++++ Text block
Saturday 13 October 2012

Death and other stuff

This dying thing strikes me as a bit of a design flaw. One minute you're laughing and loving and contributing, the next 200 people are crammed into a university auditorium picking over your life.

Today I went to the memorial service of the man for whom I was asked to write an obituary, a task that caused me no end of angst not only because I hadn't written an obit since journo school but also because he was such a major figure in the NZ film industry. As we were milling around, admiring Euan's animation sketches and pencil drawings, a man I'd never met came up to me and told me how much he'd enjoyed the obit. The fact that he was a fellow writer made my confidence rise up in delight that I'd done credit to Euan's memory.

Today was, as one of the Animator's former colleagues said, like a giant reunion; there was the liberal dispensing of hugs and kisses, of shrieks of delight at those who had travelled from the US and Australia, from all over NZ, at those whose lives had taken them on different trajectories. And laughter. Lots of laughter at the photos that looped on the giant screen, of Euan and a young Animator, of TV series and television adverts they'd  worked on, of careers in the ascendant.
++++++++
++++ Supplied material
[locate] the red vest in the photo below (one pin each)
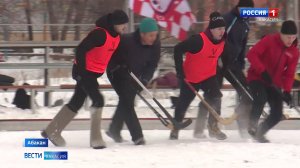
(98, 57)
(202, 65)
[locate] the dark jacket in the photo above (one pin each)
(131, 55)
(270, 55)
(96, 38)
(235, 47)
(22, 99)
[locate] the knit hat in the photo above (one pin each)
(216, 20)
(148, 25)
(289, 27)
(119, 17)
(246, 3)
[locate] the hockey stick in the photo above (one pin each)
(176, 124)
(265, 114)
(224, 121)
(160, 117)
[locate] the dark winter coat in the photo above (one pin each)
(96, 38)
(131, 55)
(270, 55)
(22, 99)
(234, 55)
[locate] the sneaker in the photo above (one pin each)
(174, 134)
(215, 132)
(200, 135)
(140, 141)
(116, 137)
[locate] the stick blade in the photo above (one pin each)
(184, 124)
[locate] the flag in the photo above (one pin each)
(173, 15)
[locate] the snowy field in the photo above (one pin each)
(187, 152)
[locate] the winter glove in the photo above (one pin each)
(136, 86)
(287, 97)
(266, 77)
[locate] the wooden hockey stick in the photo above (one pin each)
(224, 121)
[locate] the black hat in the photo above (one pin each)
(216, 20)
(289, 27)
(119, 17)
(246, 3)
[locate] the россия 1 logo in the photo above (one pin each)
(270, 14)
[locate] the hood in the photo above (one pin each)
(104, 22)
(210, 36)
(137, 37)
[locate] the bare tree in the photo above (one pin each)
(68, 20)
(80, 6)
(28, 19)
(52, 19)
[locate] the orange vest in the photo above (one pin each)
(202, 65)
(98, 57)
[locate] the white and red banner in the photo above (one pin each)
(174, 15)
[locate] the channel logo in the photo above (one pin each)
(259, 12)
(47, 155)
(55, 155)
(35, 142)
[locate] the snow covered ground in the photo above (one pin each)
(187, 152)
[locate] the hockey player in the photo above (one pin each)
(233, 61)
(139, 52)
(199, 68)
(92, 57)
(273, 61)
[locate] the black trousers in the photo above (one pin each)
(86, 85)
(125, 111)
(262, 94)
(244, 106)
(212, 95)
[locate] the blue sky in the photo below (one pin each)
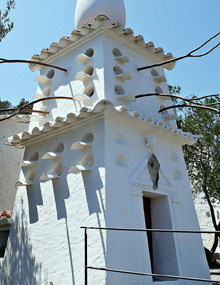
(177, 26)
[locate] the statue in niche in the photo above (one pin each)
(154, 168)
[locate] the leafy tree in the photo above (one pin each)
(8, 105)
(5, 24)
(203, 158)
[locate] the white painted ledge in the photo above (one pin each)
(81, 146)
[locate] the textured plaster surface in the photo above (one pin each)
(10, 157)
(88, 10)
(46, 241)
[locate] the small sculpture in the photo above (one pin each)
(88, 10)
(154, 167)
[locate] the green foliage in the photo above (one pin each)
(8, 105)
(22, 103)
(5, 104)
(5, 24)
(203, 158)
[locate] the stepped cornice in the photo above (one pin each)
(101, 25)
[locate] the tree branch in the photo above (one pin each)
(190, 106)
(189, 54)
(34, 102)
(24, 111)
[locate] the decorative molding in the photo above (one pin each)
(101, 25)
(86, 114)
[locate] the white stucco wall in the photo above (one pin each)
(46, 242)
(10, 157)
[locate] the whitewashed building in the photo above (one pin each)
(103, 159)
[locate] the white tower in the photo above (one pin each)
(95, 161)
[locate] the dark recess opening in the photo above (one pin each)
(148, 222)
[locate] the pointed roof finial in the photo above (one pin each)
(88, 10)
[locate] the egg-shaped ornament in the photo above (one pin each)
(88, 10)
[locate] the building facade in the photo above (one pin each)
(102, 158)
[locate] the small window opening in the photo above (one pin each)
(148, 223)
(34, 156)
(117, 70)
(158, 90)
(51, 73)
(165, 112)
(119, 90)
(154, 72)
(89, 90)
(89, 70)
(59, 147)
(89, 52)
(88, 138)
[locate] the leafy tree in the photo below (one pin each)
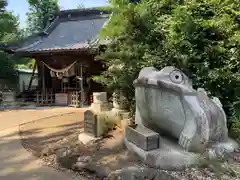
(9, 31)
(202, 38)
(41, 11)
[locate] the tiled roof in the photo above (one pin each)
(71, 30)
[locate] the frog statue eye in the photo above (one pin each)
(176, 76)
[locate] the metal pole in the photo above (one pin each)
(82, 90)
++++++++
++++ Supplied material
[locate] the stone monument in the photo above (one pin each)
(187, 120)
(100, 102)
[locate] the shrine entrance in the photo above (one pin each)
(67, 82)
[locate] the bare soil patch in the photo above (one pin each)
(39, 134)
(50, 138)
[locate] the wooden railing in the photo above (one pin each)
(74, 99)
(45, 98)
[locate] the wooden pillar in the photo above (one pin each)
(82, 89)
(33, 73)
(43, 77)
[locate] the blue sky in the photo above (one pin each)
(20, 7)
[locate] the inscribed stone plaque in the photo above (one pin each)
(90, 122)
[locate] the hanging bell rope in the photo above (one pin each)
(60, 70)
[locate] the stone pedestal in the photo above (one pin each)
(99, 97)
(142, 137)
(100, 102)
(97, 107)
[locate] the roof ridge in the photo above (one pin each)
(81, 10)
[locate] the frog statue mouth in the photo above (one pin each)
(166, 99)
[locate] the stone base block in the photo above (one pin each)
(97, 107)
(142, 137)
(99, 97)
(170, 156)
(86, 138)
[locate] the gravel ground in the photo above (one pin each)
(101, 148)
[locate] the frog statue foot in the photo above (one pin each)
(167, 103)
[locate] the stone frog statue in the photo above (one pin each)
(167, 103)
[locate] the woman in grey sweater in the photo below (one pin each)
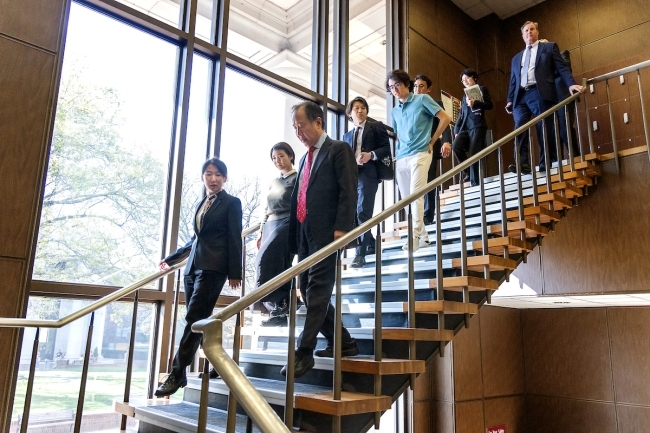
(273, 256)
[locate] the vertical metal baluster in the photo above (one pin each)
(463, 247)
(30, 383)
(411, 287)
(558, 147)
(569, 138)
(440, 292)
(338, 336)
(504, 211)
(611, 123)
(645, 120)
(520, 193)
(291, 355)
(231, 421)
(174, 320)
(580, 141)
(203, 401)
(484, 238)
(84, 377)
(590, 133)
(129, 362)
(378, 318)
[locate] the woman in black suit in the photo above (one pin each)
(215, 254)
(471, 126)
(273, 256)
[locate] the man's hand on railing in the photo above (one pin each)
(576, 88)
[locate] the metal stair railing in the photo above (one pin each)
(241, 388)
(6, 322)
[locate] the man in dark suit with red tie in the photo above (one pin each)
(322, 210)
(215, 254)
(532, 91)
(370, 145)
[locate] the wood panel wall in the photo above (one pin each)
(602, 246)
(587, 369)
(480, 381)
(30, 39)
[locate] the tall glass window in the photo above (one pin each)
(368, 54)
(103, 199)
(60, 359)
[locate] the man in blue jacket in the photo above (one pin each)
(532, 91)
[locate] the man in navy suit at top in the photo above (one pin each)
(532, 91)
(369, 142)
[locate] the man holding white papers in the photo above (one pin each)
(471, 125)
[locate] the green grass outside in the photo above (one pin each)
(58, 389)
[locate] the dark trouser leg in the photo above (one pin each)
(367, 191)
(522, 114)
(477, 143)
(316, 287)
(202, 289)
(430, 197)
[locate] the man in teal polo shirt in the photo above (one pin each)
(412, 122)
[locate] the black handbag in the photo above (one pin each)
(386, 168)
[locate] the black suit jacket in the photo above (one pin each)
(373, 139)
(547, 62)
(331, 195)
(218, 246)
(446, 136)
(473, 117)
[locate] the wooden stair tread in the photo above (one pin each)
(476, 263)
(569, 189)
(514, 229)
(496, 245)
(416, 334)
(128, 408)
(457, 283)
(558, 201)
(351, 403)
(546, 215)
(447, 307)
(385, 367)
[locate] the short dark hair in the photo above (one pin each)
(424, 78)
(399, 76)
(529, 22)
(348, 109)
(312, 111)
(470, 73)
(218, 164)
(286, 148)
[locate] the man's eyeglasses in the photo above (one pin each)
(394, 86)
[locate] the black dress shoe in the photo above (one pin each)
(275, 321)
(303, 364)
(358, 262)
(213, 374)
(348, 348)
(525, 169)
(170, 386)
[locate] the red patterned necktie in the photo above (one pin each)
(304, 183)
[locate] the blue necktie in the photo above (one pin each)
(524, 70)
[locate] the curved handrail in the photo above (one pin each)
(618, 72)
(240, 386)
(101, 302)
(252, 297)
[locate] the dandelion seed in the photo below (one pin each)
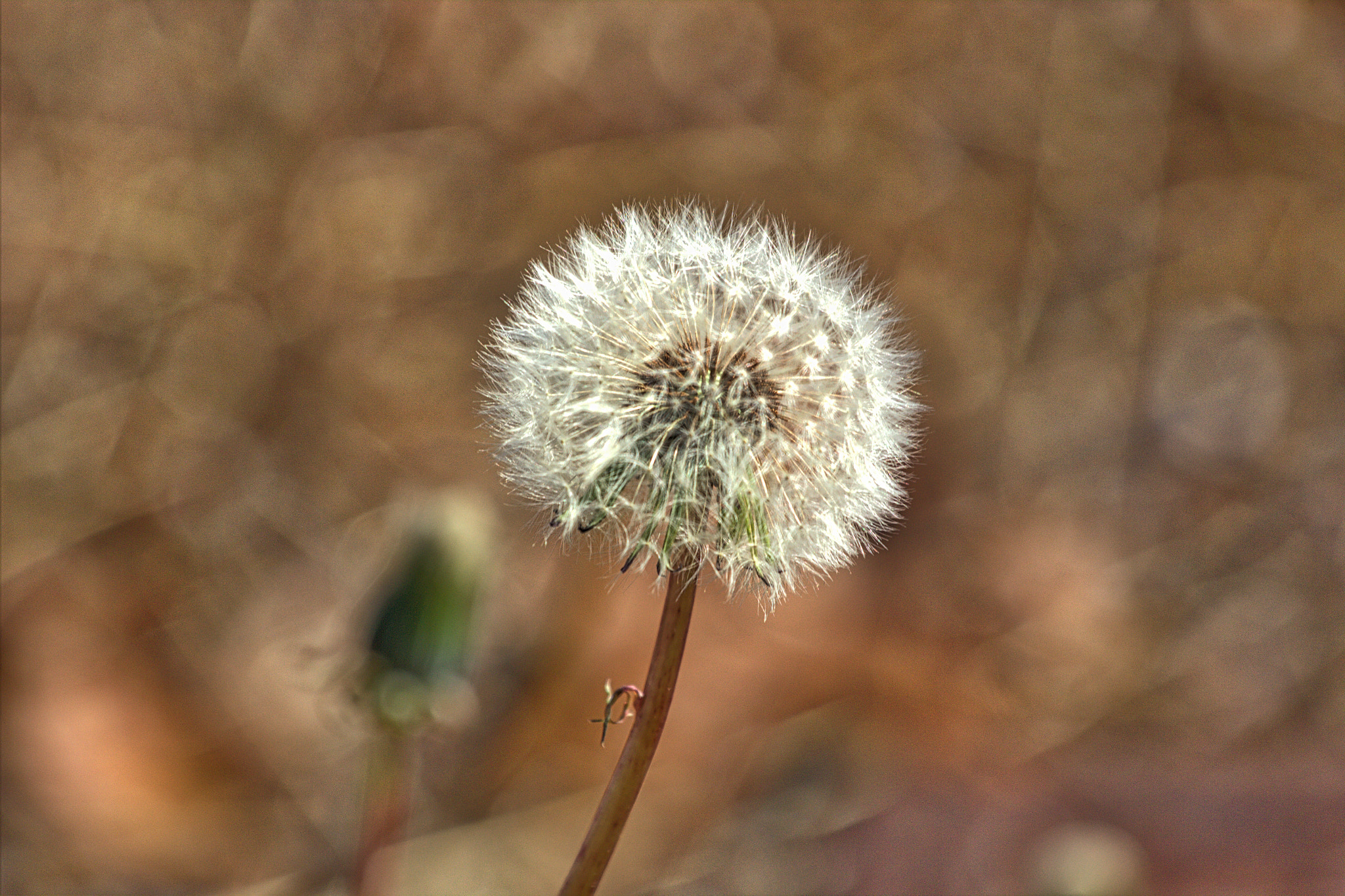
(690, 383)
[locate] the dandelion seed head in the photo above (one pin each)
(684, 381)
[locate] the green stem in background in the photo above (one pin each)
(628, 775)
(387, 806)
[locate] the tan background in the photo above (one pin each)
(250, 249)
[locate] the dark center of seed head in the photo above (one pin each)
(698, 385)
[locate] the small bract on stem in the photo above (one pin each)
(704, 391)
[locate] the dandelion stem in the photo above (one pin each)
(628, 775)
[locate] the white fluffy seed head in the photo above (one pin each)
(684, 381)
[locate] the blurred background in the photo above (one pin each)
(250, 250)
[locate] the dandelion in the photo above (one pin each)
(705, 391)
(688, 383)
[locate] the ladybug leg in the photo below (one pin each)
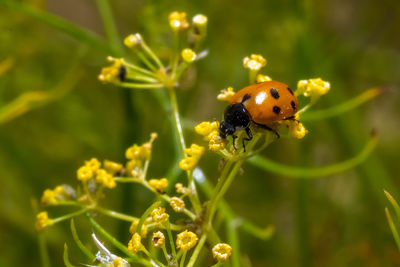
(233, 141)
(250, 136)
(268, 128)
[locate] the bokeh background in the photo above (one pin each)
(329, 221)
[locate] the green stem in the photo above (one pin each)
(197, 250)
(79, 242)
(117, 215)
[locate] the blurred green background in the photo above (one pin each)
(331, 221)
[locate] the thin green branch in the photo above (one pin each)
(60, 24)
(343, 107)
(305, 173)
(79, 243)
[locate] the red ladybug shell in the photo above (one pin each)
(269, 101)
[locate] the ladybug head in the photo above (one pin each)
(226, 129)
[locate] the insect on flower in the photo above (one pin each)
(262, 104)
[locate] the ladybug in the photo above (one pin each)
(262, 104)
++++++++
▶ Aim 1
Reproduce the stretch of the memorial post from "Today was, as" through "in the ascendant.".
▶ Aim 2
Answer these questions using the memorial post:
(a) How many people does the opening paragraph picture crammed into a university auditorium?
(b) What piece of writing had the author been asked to produce for the man whose memorial service it was?
(c) Which two countries besides NZ are named as places guests had traveled from?
▶ Aim 3
Write the next part of the memorial post, starting after its final sentence.

▶ Final answer 1
Today was, as one of the Animator's former colleagues said, like a giant reunion; there was the liberal dispensing of hugs and kisses, of shrieks of delight at those who had travelled from the US and Australia, from all over NZ, at those whose lives had taken them on different trajectories. And laughter. Lots of laughter at the photos that looped on the giant screen, of Euan and a young Animator, of TV series and television adverts they'd  worked on, of careers in the ascendant.

▶ Final answer 2
(a) 200 people
(b) An obituary
(c) The US and Australia

▶ Final answer 3
And so we laughed and wept as the war stories and tributes came from brothers, cousins, former business partners and colleagues. We shared tissues and wiped away the mascara that streaked across our faces. The adjectives 'kind', 'inspiring' and 'generous' were shoved up against Euan's name time and again, not in a superficial that's-what-you're-supposed-to-say-at-memorials kind of way, but by people whose lives were profoundly changed by proximity to Euan's orbit. One bloke in a smart suit who'd jetted in from somewhere exotic spoke of being a young design graduate who couldn't catch a break from anyone. Euan, however, hired him and spent years nurturing and moulding his talent, to the point where he went on to become an award-winning producer.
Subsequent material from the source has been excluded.